*What the task asks*
Every line from the one that contains "Could you point at the man" to the end of the records must be restated word for word. No other line belongs in the answer.

(Recorded data)
· · · · · · ·

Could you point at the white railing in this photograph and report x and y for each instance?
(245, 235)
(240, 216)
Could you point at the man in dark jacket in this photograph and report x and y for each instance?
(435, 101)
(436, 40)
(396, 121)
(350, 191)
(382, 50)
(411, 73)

· · · · · · ·

*Solution to the problem*
Could you point at the man in dark jacket in this photograph and report x and y for each instance?
(435, 101)
(436, 40)
(396, 121)
(350, 191)
(382, 50)
(411, 73)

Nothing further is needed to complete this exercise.